Begin at the line that has "the sea water." and stop after the line that has "[0,0,400,600]". Write those lines out again, keeping the wording of every item, but multiply each bounding-box coordinate in the answers by 0.65 and round to whole numbers, with halves rounded up. Leave the pictures out of your answer.

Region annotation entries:

******************************

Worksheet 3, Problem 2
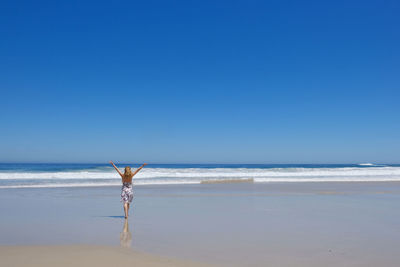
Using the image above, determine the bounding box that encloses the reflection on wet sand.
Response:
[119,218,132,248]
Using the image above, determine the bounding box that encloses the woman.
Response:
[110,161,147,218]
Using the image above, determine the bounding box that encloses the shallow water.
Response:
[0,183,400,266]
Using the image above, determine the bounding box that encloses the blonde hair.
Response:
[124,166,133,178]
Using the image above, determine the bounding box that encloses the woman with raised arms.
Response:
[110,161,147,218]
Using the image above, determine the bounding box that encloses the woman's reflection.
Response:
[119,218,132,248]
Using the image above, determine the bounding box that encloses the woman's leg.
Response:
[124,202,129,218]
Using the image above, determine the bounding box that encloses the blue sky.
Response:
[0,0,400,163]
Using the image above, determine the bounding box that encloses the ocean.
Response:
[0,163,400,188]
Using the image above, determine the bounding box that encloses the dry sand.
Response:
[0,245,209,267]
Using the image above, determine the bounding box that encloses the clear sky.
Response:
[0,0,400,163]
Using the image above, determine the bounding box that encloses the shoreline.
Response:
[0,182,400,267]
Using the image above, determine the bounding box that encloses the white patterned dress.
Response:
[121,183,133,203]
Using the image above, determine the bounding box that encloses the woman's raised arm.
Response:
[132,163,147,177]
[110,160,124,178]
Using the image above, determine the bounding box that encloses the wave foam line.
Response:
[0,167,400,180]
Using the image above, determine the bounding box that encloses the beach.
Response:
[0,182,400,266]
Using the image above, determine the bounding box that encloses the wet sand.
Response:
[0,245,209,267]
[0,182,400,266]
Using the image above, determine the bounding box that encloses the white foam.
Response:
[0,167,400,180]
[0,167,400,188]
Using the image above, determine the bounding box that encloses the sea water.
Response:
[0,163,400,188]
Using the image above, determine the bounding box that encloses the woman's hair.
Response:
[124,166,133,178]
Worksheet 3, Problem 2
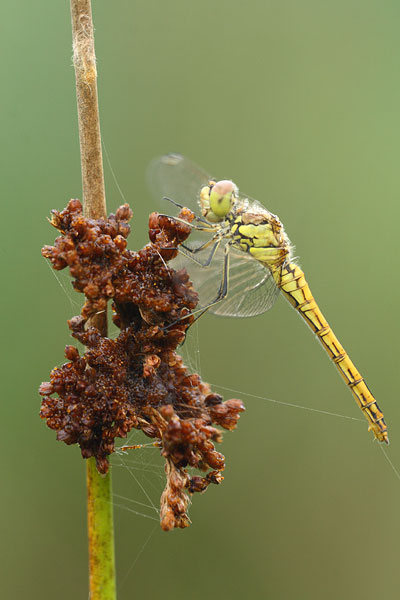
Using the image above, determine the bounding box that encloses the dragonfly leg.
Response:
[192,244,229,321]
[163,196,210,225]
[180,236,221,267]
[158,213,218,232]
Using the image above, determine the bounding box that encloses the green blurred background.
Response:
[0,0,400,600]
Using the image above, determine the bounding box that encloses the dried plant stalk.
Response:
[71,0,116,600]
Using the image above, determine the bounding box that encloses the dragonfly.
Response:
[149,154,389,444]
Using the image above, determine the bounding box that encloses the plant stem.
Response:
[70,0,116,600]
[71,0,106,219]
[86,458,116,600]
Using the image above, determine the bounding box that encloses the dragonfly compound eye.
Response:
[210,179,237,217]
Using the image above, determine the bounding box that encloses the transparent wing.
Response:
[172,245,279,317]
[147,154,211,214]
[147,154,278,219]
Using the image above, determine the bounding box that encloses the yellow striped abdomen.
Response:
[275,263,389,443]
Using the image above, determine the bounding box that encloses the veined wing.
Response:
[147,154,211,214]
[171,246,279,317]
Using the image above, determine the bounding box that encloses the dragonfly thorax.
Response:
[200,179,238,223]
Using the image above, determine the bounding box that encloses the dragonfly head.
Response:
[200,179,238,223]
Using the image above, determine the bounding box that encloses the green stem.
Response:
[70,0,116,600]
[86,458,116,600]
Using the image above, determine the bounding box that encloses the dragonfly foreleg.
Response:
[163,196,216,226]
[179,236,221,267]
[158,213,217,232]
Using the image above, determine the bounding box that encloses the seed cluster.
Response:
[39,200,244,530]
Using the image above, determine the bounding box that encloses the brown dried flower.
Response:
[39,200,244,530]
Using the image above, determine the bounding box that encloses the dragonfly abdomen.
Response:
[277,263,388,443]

******************************

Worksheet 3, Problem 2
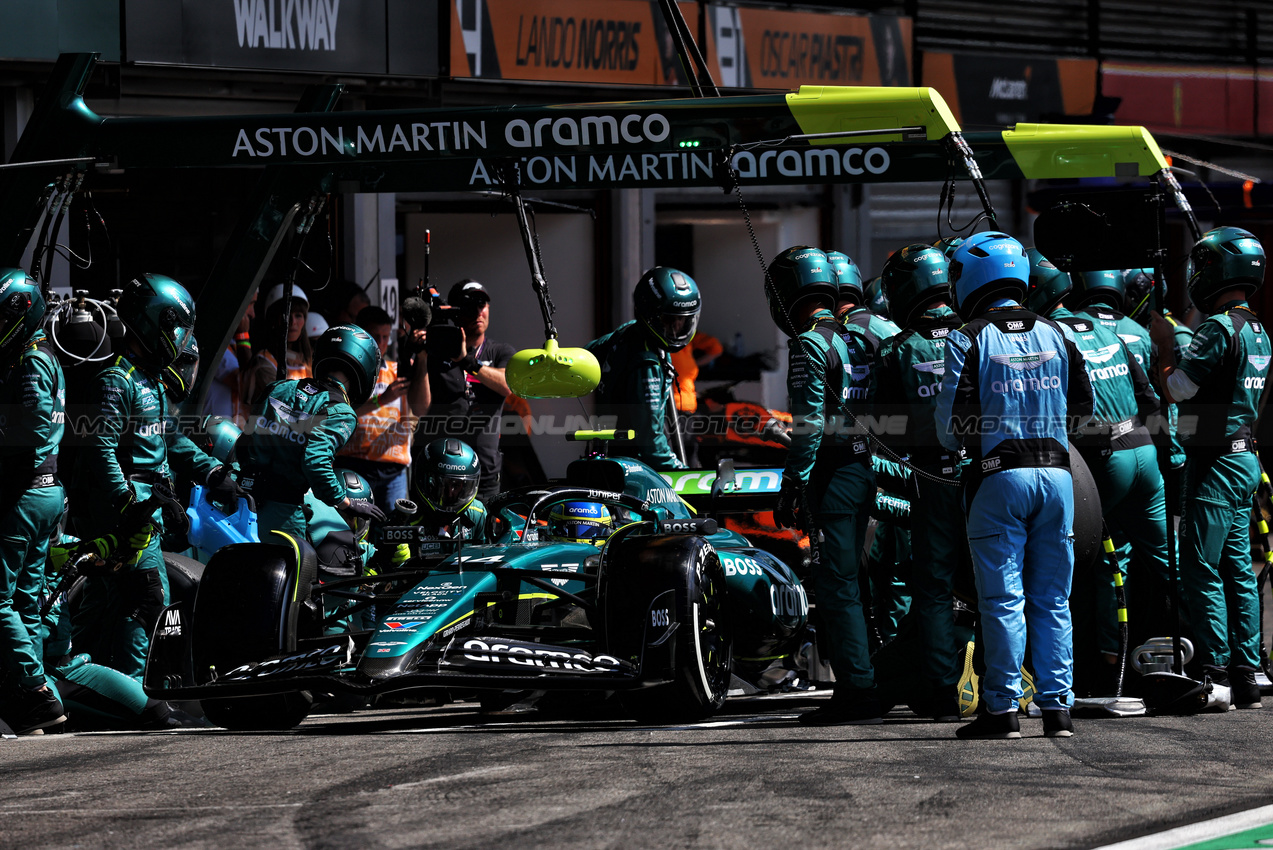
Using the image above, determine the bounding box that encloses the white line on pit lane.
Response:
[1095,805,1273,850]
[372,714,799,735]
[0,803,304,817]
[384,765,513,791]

******************************

# Task response:
Using the image above, determine the bounding box that encloses the sea water.
Response:
[0,106,260,122]
Using the image above, determine the bounding box that encloses the woman's hair.
Response:
[81,108,86,116]
Worksheet 3, Problem 2
Using the image above, determine the bounding box that encloses the dragonfly leg.
Response:
[125,159,149,209]
[106,127,137,146]
[117,153,144,174]
[103,138,142,151]
Using the image above, determine the bounding box that encloses the green blurred background.
Response:
[0,0,260,390]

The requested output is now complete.